WORK TASK
Give back every record below, character for character.

STORED DATA
--- START ---

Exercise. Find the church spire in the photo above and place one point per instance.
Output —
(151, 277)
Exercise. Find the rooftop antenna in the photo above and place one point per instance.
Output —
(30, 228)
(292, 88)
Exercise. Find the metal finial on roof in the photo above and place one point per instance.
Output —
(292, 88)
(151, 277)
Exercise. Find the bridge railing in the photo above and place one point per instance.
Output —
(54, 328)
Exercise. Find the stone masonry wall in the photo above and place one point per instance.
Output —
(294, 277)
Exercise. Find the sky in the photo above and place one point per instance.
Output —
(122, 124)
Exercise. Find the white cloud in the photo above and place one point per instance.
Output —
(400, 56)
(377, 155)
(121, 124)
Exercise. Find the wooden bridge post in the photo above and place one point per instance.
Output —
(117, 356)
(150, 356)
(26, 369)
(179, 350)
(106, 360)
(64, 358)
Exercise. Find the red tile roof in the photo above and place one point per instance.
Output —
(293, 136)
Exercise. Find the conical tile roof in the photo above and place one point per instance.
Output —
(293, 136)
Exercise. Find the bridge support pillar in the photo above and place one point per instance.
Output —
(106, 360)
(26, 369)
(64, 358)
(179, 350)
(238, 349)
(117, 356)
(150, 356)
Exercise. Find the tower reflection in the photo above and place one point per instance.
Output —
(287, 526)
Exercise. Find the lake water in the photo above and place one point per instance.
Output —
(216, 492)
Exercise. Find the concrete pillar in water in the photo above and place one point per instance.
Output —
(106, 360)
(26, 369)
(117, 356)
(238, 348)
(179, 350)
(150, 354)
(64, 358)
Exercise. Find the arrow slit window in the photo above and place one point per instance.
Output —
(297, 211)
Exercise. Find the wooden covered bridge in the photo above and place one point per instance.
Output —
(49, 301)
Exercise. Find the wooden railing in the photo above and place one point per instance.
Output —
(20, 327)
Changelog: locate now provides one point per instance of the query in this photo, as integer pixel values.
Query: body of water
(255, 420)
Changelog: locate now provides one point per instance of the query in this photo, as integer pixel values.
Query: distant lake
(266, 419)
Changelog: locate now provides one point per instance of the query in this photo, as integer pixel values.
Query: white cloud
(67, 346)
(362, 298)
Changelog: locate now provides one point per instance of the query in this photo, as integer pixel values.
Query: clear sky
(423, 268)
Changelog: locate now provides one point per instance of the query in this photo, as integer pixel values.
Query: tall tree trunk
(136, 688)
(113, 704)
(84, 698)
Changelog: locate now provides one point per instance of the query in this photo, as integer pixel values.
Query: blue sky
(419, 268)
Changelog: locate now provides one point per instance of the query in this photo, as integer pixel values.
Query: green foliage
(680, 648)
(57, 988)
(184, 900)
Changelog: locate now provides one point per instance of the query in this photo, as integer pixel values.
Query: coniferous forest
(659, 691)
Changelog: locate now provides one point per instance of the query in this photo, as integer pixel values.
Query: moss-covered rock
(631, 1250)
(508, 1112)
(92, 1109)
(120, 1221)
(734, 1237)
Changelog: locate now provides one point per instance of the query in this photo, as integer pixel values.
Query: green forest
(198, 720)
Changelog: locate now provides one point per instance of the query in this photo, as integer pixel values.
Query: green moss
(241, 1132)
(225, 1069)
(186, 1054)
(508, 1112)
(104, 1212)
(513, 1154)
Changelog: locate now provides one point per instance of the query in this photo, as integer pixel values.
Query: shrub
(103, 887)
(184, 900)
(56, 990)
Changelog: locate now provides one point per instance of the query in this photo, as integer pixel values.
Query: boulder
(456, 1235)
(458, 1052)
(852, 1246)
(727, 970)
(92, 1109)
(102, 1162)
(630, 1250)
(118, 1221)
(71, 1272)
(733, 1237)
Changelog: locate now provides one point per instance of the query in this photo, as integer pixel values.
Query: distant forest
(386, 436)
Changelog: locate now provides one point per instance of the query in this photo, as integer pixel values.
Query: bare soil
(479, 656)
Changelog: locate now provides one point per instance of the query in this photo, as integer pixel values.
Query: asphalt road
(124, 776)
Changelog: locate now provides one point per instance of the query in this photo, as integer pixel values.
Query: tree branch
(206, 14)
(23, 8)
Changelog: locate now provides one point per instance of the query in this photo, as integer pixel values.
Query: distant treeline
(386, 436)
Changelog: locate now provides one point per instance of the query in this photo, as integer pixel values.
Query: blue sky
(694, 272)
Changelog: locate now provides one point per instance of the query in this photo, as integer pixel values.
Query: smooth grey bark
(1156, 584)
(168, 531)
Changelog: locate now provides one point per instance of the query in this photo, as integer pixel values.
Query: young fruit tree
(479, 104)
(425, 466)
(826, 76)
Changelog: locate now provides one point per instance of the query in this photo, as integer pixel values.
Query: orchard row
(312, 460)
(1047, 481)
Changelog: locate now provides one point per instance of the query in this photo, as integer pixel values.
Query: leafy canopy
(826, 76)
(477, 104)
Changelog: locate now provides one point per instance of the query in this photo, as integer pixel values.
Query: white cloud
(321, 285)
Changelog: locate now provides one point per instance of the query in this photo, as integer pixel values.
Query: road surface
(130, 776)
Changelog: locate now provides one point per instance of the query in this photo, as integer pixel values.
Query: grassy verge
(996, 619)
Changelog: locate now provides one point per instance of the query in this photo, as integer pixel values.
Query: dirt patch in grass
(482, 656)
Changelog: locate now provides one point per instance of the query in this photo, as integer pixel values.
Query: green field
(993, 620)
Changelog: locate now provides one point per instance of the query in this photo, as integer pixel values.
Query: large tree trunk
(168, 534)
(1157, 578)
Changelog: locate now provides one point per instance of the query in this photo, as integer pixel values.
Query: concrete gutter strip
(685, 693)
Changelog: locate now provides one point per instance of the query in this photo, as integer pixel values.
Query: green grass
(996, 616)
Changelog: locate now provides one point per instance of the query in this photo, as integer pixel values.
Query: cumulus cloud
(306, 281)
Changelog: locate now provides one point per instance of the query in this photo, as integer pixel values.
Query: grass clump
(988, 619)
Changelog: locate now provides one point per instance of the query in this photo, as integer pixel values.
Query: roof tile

--- END ---

EXERCISE SOLUTION
Exercise. Find the church spire in the photo above and place one point per instance.
Output —
(151, 277)
Exercise. Find the rooftop antenna in the photo above and place one point per instance.
Output —
(30, 228)
(292, 88)
Exercise. Find the metal finial on roof in the photo above and place one point per instance.
Output —
(292, 88)
(151, 277)
Exercise. Find the bridge railing in the photo above and place one point per instance.
Output —
(54, 328)
Exercise. Find the stone masonry wall in the photo above and place one point per instance.
Output —
(294, 277)
Exercise. Find the sky in the photo above and place one point per instance.
Output —
(122, 124)
Exercise. Find the white cloud in the photo above and place one point per instance.
Output —
(400, 56)
(377, 155)
(121, 124)
Exercise. Find the wooden bridge post in the photo above and place one point per instance.
Output —
(117, 356)
(150, 356)
(26, 369)
(179, 350)
(106, 360)
(64, 358)
Exercise. Find the red tile roof in the photo above and place one point per instance.
Output —
(293, 136)
Exercise. Find the conical tile roof in the photo above and place one point per instance.
Output —
(293, 136)
Exercise. Find the bridge support pillar in the photo above and place one point per instance.
Output —
(106, 360)
(26, 369)
(64, 358)
(179, 350)
(238, 349)
(117, 356)
(150, 356)
Exercise. Find the tower reflection in the photo above and place one point per instance.
Output —
(287, 526)
Exercise. Find the lake water in the photo above and place one point per instance.
Output —
(216, 492)
Exercise. Find the concrete pillar in water in the photo above and place one point per instance.
Output —
(106, 360)
(26, 369)
(117, 356)
(238, 348)
(179, 350)
(150, 354)
(64, 358)
Exercise. Find the arrow slit window in the photo above and place one point per instance.
Output —
(297, 211)
Exercise. Find the wooden covered bridge in the photo above and place one point per instance.
Output —
(49, 301)
Exercise. Find the wooden railing in the photo above and place one point per instance.
Output —
(20, 327)
Changelog: locate now provides one point per instance of the query in this photo, as integer pixel values.
Query: body of water
(255, 420)
Changelog: locate now provides one point per instance of the query in this photo, as integer pixel values.
Query: distant lake
(266, 419)
Changelog: locate now provides one point per instance of the query in this photo, as integer pixel values.
Query: white cloud
(67, 346)
(362, 298)
Changelog: locate now provides one point per instance of the query in this photo, as integer pixel values.
Query: clear sky
(423, 268)
Changelog: locate now provides one point per instance of the query in this photo, as integer pixel values.
Query: tall tree trunk
(136, 688)
(113, 704)
(84, 698)
Changelog: locate now provides one point per instance of the query in this photo, as integer pixel values.
Query: blue sky
(419, 268)
Changelog: locate now provides one point per instance of the query in this photo, as integer pixel values.
Query: green foliage
(680, 648)
(57, 988)
(184, 900)
Changelog: locate now provides one point per instance of the query in this photo, as integer pixel values.
Query: coniferous forest
(659, 691)
Changelog: locate now provides one point per instance of the query in this photo, as integer pixel values.
Query: moss-covered rock
(631, 1250)
(508, 1112)
(92, 1109)
(120, 1221)
(734, 1237)
Changelog: locate now provides one point per instance of the query in this photo, as integer pixel values.
Query: green forest
(198, 720)
Changelog: locate now provides one point per instance of the query in this photo, as integer pixel values.
Query: green moss
(241, 1132)
(225, 1069)
(186, 1054)
(508, 1112)
(104, 1212)
(513, 1154)
Changelog: locate now provides one point per instance of the query in this photo, as integer pixel values.
Query: shrub
(103, 887)
(184, 900)
(56, 990)
Changelog: locate now provides one point per instance of the query in this photo, as integer pixel values.
Query: boulder
(456, 1235)
(458, 1052)
(852, 1246)
(727, 970)
(92, 1109)
(102, 1162)
(630, 1250)
(118, 1221)
(71, 1272)
(733, 1237)
Changelog: locate now provides one point per instance of the query in this photo, as integer pixel values.
Query: distant forest
(386, 436)
Changelog: locate now provides one point per instance of the query in this photo, as integer pixel values.
Query: bare soil
(479, 656)
Changelog: locate now provides one point per instance of the query in this photo, as integer pixel values.
Query: asphalt road
(124, 776)
Changelog: locate now provides one point per instance of the query in this photo, as integer pixel values.
Query: tree branch
(206, 14)
(23, 8)
Changelog: locate now provides one point per instance of the query in this photo, as integer pixel values.
Query: distant treeline
(386, 436)
Changelog: locate now provides one point per instance of the query in this photo, as integer pixel values.
Query: blue sky
(694, 272)
Changelog: locate now provides one point per instance of the query in this photo, as integer pixel values.
Query: smooth grey bark
(1156, 584)
(168, 531)
Changelog: locate now provides one point per instance of the query in this photo, as integer pixel values.
Query: young fruit tree
(479, 104)
(425, 466)
(826, 76)
Changelog: locate now provides one point per instance of the query in this photo, as integer pixel values.
Query: orchard row
(312, 460)
(1047, 481)
Changelog: locate now provides one point per instance of the query in this photo, as integer pixel values.
Query: leafy canopy
(826, 76)
(477, 104)
Changelog: locate now provides one point per instance of the query in this photo, as integer pixel values.
Query: white cloud
(321, 285)
Changelog: locate now provides one point per instance of the query in this photo, as integer pixel values.
Query: road surface
(130, 776)
Changelog: locate now provides one point per instance of the query in this photo, as integer pixel values.
Query: grassy verge
(996, 619)
Changelog: locate now provides one point per instance of the query in this photo, as integer pixel values.
Query: dirt patch in grass
(482, 656)
Changelog: locate now provides one point per instance of the query in this photo, as integer pixel values.
Query: green field
(993, 620)
Changelog: locate now provides one point per instance of the query in this photo, as integer pixel values.
Query: large tree trunk
(168, 534)
(1157, 578)
Changelog: locate now provides one point per instance of the query in this photo, as integer pixel values.
Query: concrete gutter strip
(685, 693)
Changelog: locate now provides one point per instance of the query in this photo, as integer pixel values.
Query: green grass
(996, 616)
Changelog: locate now provides one point per instance of the query in this photo, as integer pixel values.
Query: cumulus cloud
(306, 281)
Changelog: locate now provides one point per instance of the query in this photo, as integer pixel values.
Query: grass clump
(988, 619)
Changelog: locate now provides one point per instance of the query in this photo, as integer pixel values.
Query: roof tile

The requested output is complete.